§ BRIEF 1
Answer these questions using the forum thread about the failing conversions.
(a) Which repo did the person who opened the discussion try most recently?
(b) What does one commenter conclude about the project, given that the error has not been fixed?
(c) Which three features does the enhanced fork add?
§ BRIEF 2
Continue the forum thread about the failing conversions, starting after its last sentence.

Has anyone ever gotten this to work?

#178
by cob05 - opened

Do I just have bad luck? I've tried a bunch of repos (most recently THUDM/SWE-Dev-9B) and have always had it error out at some point.

Well I reported here exactly when the error happens and also wrote that it worked in the past.
https://huggingface.co/spaces/ggml-org/gguf-my-repo/discussions/158

But people keep opening new discussions or making new comments instead of voting it up so this place became a mess. Like you for example don't even tell us what your error is so I have to guess that it's the same I reported already.

I guess the project is abandoned if it wasn't fixed by now.

For those who need features like local Windows support, lower-bit IQ quants, and a download-before-upload workflow, I've created an enhanced fork of this script.

You can find it here: https://huggingface.co/spaces/Fentible/gguf-repo-suite

Clone the repo to your own HF Space or locally using the Quick Start guides.

§ PROVIDED MATERIAL
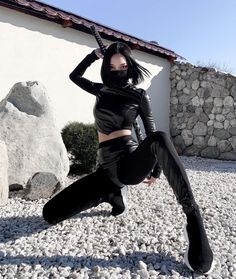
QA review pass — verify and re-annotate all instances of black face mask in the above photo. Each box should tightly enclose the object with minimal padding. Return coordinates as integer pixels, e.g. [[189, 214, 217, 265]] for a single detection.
[[108, 70, 129, 87]]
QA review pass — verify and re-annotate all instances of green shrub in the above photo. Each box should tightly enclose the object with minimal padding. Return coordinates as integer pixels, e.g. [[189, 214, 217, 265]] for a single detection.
[[61, 122, 98, 174]]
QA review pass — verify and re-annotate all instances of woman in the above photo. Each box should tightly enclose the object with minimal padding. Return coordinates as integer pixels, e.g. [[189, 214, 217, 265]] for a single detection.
[[43, 42, 213, 274]]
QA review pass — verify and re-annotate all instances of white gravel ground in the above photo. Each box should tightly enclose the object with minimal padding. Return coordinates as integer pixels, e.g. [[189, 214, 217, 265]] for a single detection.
[[0, 157, 236, 279]]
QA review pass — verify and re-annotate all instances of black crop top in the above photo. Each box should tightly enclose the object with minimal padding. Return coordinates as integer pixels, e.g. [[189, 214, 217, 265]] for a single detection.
[[70, 51, 156, 135], [70, 51, 160, 177]]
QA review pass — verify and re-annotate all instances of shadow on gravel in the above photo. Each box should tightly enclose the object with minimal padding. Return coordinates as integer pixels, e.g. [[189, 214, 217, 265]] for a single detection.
[[0, 216, 50, 243], [0, 252, 191, 275], [0, 210, 111, 243], [180, 156, 236, 173]]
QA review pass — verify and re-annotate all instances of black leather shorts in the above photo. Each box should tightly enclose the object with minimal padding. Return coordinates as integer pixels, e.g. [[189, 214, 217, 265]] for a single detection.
[[97, 136, 138, 187]]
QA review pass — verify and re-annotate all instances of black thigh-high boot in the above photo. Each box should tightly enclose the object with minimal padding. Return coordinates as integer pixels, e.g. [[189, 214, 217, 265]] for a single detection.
[[149, 131, 197, 213], [43, 168, 119, 224], [150, 132, 214, 274]]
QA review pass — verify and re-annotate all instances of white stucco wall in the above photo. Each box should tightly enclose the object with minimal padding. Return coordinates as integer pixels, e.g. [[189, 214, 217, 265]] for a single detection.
[[0, 7, 170, 131]]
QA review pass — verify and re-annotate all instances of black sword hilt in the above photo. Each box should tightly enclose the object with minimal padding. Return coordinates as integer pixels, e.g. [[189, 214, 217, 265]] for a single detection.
[[90, 25, 106, 55]]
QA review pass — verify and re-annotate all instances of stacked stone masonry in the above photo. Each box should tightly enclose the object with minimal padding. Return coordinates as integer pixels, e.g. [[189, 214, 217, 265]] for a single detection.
[[170, 62, 236, 160]]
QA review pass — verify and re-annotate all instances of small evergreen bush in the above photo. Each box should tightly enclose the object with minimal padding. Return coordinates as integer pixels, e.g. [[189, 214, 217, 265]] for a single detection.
[[61, 122, 98, 174]]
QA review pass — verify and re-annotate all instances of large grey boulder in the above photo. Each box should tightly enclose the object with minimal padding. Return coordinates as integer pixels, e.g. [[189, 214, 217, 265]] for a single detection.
[[24, 172, 61, 200], [0, 81, 69, 189], [0, 141, 9, 206]]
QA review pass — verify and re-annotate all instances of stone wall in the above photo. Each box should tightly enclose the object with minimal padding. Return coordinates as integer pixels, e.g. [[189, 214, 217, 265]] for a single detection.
[[170, 62, 236, 160]]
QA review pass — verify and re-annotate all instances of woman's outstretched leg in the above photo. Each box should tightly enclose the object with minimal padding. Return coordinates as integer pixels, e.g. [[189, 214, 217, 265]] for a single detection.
[[118, 132, 213, 274], [43, 168, 119, 224]]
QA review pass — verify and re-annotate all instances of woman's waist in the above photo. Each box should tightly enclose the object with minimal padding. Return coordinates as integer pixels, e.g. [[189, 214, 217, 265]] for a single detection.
[[97, 135, 138, 167], [98, 129, 131, 143]]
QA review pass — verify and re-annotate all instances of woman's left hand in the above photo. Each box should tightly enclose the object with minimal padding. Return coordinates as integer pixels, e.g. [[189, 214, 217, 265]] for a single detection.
[[143, 176, 157, 186]]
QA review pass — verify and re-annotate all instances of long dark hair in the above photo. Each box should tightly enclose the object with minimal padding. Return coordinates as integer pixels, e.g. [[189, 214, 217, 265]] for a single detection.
[[101, 42, 150, 85]]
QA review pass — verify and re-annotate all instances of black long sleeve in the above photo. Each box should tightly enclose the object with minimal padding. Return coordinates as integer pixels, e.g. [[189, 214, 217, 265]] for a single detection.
[[69, 51, 102, 95]]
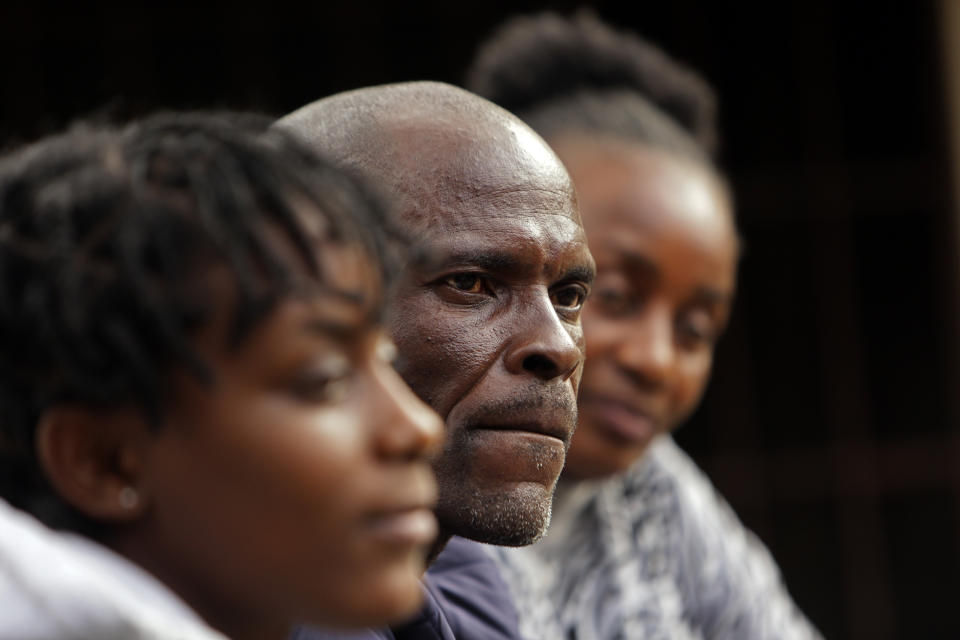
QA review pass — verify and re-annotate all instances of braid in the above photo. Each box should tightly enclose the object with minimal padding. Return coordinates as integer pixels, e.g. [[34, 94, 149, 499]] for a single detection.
[[466, 11, 717, 159], [0, 114, 387, 532]]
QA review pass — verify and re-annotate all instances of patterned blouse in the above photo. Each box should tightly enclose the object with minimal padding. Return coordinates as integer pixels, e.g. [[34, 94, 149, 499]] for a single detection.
[[487, 437, 822, 640]]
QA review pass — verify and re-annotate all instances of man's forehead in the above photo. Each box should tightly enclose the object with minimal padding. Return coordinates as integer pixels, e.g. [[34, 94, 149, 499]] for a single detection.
[[413, 215, 592, 272], [388, 115, 573, 203]]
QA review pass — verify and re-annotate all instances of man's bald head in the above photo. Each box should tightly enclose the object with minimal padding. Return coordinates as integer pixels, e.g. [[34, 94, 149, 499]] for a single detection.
[[277, 82, 573, 230], [278, 82, 594, 545]]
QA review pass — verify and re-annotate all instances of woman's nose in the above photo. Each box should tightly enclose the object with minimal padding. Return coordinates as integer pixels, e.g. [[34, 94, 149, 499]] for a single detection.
[[370, 364, 444, 460]]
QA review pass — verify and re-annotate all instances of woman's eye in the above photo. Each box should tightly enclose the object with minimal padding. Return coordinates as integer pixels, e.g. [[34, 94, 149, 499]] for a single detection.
[[443, 273, 486, 293], [290, 358, 353, 404], [553, 285, 587, 309]]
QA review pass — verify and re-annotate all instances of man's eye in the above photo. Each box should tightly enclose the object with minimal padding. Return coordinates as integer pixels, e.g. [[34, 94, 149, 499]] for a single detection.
[[443, 273, 485, 293], [553, 285, 587, 309]]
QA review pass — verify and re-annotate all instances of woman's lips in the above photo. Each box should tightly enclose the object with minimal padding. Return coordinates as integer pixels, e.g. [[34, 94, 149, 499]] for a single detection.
[[367, 507, 437, 547], [580, 398, 659, 444]]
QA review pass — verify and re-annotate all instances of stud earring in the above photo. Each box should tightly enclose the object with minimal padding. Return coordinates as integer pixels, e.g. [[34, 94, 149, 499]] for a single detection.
[[117, 486, 140, 509]]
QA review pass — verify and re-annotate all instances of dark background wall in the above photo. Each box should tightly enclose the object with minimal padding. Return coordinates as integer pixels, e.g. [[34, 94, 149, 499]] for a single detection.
[[0, 0, 960, 640]]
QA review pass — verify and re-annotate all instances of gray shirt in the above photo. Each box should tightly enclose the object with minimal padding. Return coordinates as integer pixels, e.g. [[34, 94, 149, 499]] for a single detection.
[[490, 437, 822, 640]]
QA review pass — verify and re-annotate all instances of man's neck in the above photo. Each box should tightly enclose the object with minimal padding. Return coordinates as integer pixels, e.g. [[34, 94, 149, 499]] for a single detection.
[[427, 530, 453, 569]]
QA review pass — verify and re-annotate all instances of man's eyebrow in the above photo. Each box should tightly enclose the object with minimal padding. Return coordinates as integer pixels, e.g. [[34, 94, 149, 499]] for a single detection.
[[413, 249, 528, 271], [560, 264, 597, 284]]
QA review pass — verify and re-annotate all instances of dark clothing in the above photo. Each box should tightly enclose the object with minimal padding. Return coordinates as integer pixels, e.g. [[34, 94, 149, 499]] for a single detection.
[[288, 537, 520, 640]]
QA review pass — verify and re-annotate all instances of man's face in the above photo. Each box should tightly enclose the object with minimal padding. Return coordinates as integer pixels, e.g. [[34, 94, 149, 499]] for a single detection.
[[388, 126, 594, 545]]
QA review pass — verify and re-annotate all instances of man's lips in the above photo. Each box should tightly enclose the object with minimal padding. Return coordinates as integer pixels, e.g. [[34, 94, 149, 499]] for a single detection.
[[470, 412, 573, 444]]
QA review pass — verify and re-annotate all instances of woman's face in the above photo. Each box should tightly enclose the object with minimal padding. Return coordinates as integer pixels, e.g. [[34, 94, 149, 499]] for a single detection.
[[553, 138, 737, 478], [135, 247, 442, 637]]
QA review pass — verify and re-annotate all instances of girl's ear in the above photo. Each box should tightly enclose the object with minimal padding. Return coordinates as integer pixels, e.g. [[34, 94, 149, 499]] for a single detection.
[[35, 405, 150, 523]]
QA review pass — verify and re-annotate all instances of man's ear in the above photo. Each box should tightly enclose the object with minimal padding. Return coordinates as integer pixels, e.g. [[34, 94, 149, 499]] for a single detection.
[[36, 406, 150, 523]]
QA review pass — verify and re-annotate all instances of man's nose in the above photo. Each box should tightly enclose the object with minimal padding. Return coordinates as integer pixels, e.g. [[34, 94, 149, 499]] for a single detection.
[[370, 364, 443, 460], [615, 306, 677, 385], [505, 292, 583, 380]]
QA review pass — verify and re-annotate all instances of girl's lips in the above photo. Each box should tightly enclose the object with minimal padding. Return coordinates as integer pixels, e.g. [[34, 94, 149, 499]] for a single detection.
[[367, 507, 437, 547], [580, 398, 659, 444]]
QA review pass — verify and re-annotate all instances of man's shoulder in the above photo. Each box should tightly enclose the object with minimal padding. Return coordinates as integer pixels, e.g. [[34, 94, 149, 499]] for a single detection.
[[288, 537, 520, 640], [425, 537, 520, 640]]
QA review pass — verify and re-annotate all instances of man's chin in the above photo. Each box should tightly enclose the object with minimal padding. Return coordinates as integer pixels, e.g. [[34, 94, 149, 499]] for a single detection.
[[436, 483, 553, 547]]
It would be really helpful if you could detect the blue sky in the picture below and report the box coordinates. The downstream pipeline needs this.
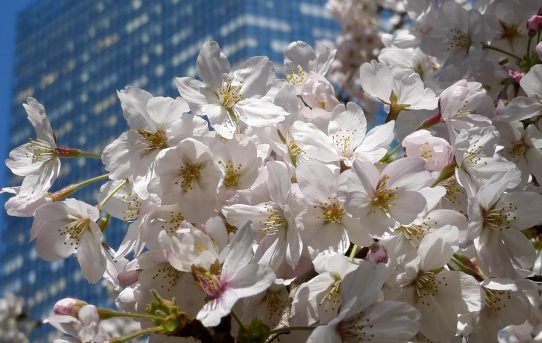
[0,0,34,207]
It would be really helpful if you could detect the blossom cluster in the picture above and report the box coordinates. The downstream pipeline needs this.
[4,0,542,342]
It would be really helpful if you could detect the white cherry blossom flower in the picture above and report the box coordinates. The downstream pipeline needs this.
[176,42,288,139]
[296,160,373,256]
[192,223,275,326]
[307,261,420,343]
[6,98,60,196]
[339,157,432,237]
[360,61,437,119]
[30,199,106,283]
[402,130,453,171]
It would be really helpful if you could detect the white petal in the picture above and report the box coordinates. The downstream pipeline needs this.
[77,223,106,283]
[196,41,231,90]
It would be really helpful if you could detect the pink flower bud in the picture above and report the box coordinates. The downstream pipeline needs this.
[117,270,139,286]
[403,130,453,171]
[527,15,542,34]
[53,298,87,316]
[506,68,525,83]
[367,243,388,263]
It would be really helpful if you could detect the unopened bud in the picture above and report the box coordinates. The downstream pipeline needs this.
[367,243,388,264]
[53,298,87,317]
[527,14,542,36]
[117,270,139,286]
[506,69,525,83]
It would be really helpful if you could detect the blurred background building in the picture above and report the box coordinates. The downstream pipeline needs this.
[0,0,339,341]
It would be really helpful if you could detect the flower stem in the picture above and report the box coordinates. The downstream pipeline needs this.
[380,144,403,162]
[109,326,162,343]
[97,179,128,210]
[49,174,109,201]
[349,244,358,262]
[98,308,163,321]
[482,43,521,60]
[269,326,316,336]
[231,310,245,330]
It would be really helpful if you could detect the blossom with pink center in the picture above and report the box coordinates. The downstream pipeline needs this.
[192,223,275,326]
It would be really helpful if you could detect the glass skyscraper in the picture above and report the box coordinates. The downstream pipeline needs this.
[0,0,339,341]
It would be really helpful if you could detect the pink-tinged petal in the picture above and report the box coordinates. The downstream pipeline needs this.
[117,87,152,130]
[233,56,275,98]
[196,41,231,89]
[390,191,427,225]
[382,157,433,191]
[77,223,106,283]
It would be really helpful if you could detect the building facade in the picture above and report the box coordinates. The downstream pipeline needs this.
[0,0,339,341]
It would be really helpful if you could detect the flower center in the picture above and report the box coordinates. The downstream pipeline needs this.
[314,196,345,224]
[136,129,167,152]
[286,65,305,85]
[218,161,243,187]
[499,20,521,44]
[332,129,357,158]
[160,211,185,234]
[508,140,527,157]
[481,203,517,231]
[121,194,141,221]
[192,260,226,299]
[260,206,288,235]
[448,29,472,49]
[57,218,90,247]
[482,287,512,312]
[152,263,182,292]
[175,162,201,192]
[25,138,56,163]
[395,224,429,247]
[320,272,342,311]
[217,75,245,110]
[415,272,448,306]
[371,175,398,213]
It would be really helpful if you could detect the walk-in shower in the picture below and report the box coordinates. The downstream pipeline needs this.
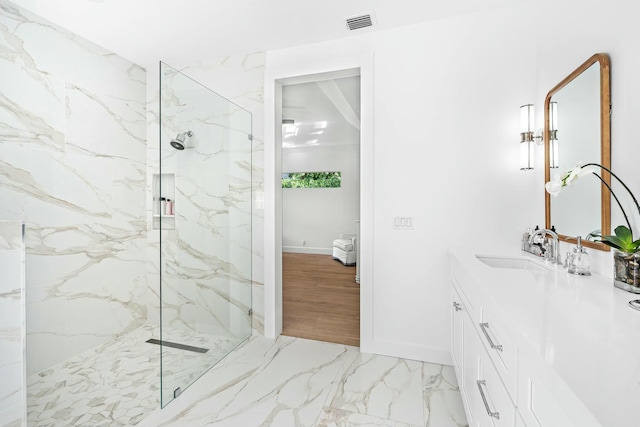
[158,63,251,406]
[170,131,193,150]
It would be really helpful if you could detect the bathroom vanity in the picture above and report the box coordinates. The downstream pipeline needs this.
[449,249,640,427]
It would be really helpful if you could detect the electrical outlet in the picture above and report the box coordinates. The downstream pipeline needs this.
[393,216,413,230]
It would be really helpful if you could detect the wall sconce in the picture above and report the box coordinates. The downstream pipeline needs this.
[520,104,542,171]
[549,101,560,168]
[520,104,533,170]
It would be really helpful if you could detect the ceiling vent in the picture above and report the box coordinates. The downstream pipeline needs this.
[347,14,373,31]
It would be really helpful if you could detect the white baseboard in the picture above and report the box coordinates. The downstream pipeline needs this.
[282,246,333,255]
[360,340,453,365]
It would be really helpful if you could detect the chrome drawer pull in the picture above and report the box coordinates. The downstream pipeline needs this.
[476,380,500,420]
[480,323,502,351]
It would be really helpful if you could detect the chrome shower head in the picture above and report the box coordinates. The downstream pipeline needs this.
[170,130,193,150]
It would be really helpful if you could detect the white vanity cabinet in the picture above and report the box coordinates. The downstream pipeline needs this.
[451,279,515,427]
[444,249,616,427]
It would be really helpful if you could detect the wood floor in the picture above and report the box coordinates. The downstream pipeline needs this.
[282,252,360,346]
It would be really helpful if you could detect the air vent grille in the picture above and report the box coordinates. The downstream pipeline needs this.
[347,15,373,31]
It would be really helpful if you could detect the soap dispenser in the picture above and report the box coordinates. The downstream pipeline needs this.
[567,236,591,276]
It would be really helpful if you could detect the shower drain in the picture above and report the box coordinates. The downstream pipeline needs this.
[146,338,209,353]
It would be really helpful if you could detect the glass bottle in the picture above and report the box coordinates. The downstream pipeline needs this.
[567,236,591,276]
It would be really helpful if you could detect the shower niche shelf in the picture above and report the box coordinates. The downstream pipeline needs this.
[152,173,176,230]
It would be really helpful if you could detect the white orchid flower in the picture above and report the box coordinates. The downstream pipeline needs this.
[544,164,598,197]
[544,172,563,197]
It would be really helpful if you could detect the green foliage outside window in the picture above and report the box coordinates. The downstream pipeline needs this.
[282,172,341,188]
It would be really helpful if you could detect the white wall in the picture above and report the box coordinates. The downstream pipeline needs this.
[265,6,544,362]
[282,141,360,254]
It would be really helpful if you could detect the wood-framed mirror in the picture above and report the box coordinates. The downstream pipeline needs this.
[544,53,611,251]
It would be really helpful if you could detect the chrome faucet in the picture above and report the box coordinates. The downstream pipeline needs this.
[529,228,562,264]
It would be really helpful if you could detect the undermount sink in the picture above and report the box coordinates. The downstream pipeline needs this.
[476,255,549,271]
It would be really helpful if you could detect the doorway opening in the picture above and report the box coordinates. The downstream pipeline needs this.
[279,69,361,346]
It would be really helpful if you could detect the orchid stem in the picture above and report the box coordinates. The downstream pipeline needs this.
[580,163,640,236]
[593,172,631,234]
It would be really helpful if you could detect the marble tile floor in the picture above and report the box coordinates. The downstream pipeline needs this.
[138,334,467,427]
[27,326,242,427]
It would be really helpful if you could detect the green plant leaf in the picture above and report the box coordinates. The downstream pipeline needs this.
[590,225,640,253]
[613,225,633,243]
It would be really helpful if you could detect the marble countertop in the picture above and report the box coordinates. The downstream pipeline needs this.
[449,248,640,427]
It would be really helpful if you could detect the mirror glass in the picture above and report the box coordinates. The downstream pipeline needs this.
[544,54,611,250]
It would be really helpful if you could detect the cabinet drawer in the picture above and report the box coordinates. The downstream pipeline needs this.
[477,308,518,404]
[451,286,466,376]
[518,359,581,427]
[475,353,516,427]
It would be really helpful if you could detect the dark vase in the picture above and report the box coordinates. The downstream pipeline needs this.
[613,250,640,294]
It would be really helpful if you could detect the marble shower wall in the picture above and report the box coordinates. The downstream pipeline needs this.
[0,0,147,374]
[147,52,265,332]
[0,221,26,426]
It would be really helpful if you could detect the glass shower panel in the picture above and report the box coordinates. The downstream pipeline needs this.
[158,63,252,406]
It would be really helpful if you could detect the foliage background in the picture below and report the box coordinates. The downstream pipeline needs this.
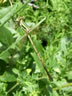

§ FINAL RESULT 1
(a) THUDM/SWE-Dev-9B
(b) The commenter guesses the project is abandoned.
(c) Local Windows support, lower-bit IQ quants, and a download-before-upload workflow.

§ FINAL RESULT 2
I could not get it to work on free HF spaces but it might be possible with a rented space. I tested on Windows 10 and made some quants for gemma 3 abliterated by mlabonne.

The bug: ggml-rpc.dll is very finnicky and it may require you to compile your own version of llama-imatrix to fix.

Offline needed for 27B+

Worked fine for me, I now have a Q8_0 copy of Pixtral 12B Lumimaid.

From https://huggingface.co/mrcuddle/Lumimaid-v0.2-12B-Pixtral to https://huggingface.co/Koitenshin/Lumimaid-v0.2-12B-Pixtral-Q8_0-GGUF

Did every quant option available using this space. Now available at https://huggingface.co/Koitenshin/Lumimaid_VISION-v0.2-12B-Pixtral-GGUF

in just a couple minutes. No mucking about with setting up my own environments, compiling llama.cpp, etc.

Another attempt, another failure...

Error converting to fp16: INFO:hf-to-gguf:Loading model: granite-vision-3.3-2b-embedding
WARNING:hf-to-gguf:Failed to load model config from downloads/tmpp4dy37n8/granite-vision-3.3-2b-embedding: The repository downloads/tmpp4dy37n8/granite-vision-3.3-2b-embedding contains custom code which must be executed to correctly load the model. You can inspect the repository content at /home/user/app/downloads/tmpp4dy37n8/granite-vision-3.3-2b-embedding .
 You can inspect the repository content at https://hf.co/downloads/tmpp4dy37n8/granite-vision-3.3-2b-embedding.
Please pass the argument `trust_remote_code=True` to allow custom code to be run.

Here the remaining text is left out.